> What needs to be done
Could you reproduce all the entries under this sentence exactly, leaving the images aside?
Top of Input
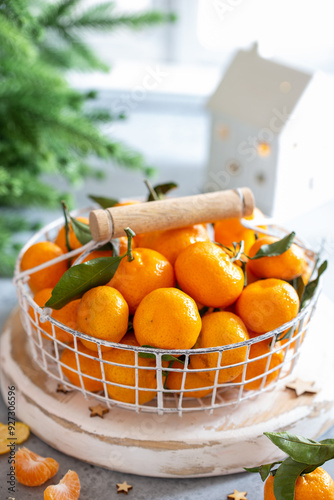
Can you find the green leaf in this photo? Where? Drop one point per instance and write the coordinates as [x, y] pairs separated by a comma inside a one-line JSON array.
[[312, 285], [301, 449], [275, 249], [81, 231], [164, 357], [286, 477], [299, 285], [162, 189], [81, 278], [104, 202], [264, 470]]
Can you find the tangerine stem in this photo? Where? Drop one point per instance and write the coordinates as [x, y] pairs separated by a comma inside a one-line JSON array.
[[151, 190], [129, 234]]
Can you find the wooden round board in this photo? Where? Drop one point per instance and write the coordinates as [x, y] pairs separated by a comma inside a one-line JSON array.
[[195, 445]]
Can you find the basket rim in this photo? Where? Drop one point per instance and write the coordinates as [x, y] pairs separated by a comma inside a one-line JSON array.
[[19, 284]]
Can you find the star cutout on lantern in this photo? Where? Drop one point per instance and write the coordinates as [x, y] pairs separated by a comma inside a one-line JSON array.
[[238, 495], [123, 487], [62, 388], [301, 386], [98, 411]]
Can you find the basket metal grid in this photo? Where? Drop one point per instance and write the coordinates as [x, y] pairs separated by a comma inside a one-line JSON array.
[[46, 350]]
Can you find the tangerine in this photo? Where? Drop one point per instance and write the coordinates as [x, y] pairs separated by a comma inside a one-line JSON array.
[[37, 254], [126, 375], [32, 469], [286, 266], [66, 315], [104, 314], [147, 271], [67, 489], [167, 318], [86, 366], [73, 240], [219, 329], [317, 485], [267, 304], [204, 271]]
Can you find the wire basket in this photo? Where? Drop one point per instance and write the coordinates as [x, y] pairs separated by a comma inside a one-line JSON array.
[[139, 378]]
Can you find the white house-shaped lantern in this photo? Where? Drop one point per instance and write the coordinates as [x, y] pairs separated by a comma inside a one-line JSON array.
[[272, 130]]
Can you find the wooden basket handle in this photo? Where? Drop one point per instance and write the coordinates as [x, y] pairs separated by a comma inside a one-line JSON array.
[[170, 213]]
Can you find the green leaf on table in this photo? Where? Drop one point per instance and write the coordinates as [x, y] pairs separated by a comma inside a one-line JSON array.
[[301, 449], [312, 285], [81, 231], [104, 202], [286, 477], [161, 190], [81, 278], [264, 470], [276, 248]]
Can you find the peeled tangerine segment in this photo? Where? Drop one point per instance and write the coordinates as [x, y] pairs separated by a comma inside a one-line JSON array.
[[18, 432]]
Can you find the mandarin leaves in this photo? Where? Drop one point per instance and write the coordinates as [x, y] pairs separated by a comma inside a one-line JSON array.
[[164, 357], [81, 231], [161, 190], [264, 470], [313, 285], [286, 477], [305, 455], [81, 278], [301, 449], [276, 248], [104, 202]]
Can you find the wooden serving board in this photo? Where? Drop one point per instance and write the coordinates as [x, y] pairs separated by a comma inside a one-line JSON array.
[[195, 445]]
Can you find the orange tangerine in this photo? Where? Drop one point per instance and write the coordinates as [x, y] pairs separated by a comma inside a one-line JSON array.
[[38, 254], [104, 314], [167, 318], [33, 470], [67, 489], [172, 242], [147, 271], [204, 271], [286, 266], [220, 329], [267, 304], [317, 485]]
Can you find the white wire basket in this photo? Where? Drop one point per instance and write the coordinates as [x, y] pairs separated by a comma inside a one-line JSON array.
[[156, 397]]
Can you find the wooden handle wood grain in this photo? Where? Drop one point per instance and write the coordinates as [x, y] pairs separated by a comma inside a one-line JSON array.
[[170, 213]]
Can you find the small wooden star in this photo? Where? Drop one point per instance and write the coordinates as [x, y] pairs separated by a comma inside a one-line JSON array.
Bottom of Input
> Problem solution
Can you find the green leaf in this photo? Where? Drop one point per instance and write the coordinates as [x, y] pairs separated by a comma inside a one-line JSON array.
[[312, 285], [301, 449], [275, 249], [81, 231], [164, 357], [286, 477], [299, 285], [162, 189], [81, 278], [104, 202], [264, 470]]
Can you find the tangerine stem in this photo? Where? Drop one point per instance and write the coordinates as [x, y] pairs separated by a comma inside a one-line JSON array.
[[151, 190], [129, 234]]
Can you find the wooden round board in this photo? Where? Drop one point per instance and write the coordinates as [x, y] pairs separated by a comma inside a one-line JSON array.
[[195, 445]]
Can you find the basket rim in this photo? Where? Drop one point per instance and write the coordinates as [x, y] pairs separated by a comma inside a one-line JSON array.
[[19, 284]]
Can you find the star cutout on lantern in this photo? Where? Drop one point per instance and write the coordinates as [x, y] pairs separated by a comma inside a one-line JSON array.
[[238, 495], [123, 487], [62, 388], [301, 386], [98, 411]]
Can you find the basket metal grid in this photo? Where? Drop one point per instance and write the coordinates as [x, y] pairs separated by a comma inside a one-line JSON array.
[[46, 350]]
Can you find the tangerine in this photo? Where? Drop one point per instance and write the coordinates as [x, y] pairs separated by a comma inside a one-line JSON array.
[[37, 254], [126, 375], [32, 469], [286, 266], [66, 315], [104, 314], [147, 271], [67, 489], [167, 318], [86, 366], [73, 240], [219, 329], [317, 485], [267, 304], [204, 271]]
Can you find the wire basket in this photo? Where? Drop one point per instance and write the coordinates as [x, y] pairs separated by a comma inside a one-line JSON array.
[[139, 378]]
Can you find the white house-shaped lantern in this photo? Where? Drop one point per instance and write the coordinates as [x, y] pairs separated by a comma inside a one-line JSON array.
[[272, 130]]
Can you find the wooden basket handle in this photo? Where? Drop one point per instance and write the coordinates as [x, y] pairs separated by a comma inside a one-line JSON array.
[[170, 213]]
Can you find the green leaf on table in this photo? Where? Drop one point per instance and write the coordinates as [x, y] pairs separated by a comma inside a one-line JSON array.
[[301, 449], [312, 285], [81, 231], [104, 202], [286, 477], [161, 190], [81, 278], [264, 470], [276, 248]]
Can you find the peeled tangerine segment in this photo? Where? Drop one point per instance and write the coordinates as [x, y] pairs separated by a comma inside a one-line JSON array.
[[18, 432]]
Can you find the mandarin leaves in this photo? Where? Drop one point per instance and write the coordinates as [x, y] pairs separated by a comma inside a one-line JSON array.
[[164, 357], [81, 231], [161, 190], [264, 470], [313, 285], [286, 477], [305, 455], [81, 278], [301, 449], [276, 248], [104, 202]]
Can you find the wooden serving board in this photo? Where? Drop one point per instance and write the coordinates as [x, y] pairs separated by a comma inside a one-line JSON array.
[[195, 445]]
Can you find the orange tangerine in this photo? Where? Drop one point per instance and write the coordinates as [x, y] pairs separated by a comma inside a one-line JSON array.
[[38, 254], [104, 314], [167, 318], [33, 470], [67, 489], [172, 242], [147, 271], [204, 271], [286, 266], [220, 329], [267, 304], [317, 485]]
Can you find the white wire basket in this photo? Where? Drop one point per instance and write the coordinates as [x, y] pairs separated by a comma inside a one-line JSON array.
[[156, 397]]
Can you find the wooden handle wood grain in this photo? Where? Drop one point per instance and write the coordinates as [x, y] pairs separated by a comma inside a one-line JSON array.
[[170, 213]]
Can you find the small wooden star in this photo? Where? Drop one point per instance and write the coordinates as [x, y] pairs separated by a comma inside a one-line JSON array.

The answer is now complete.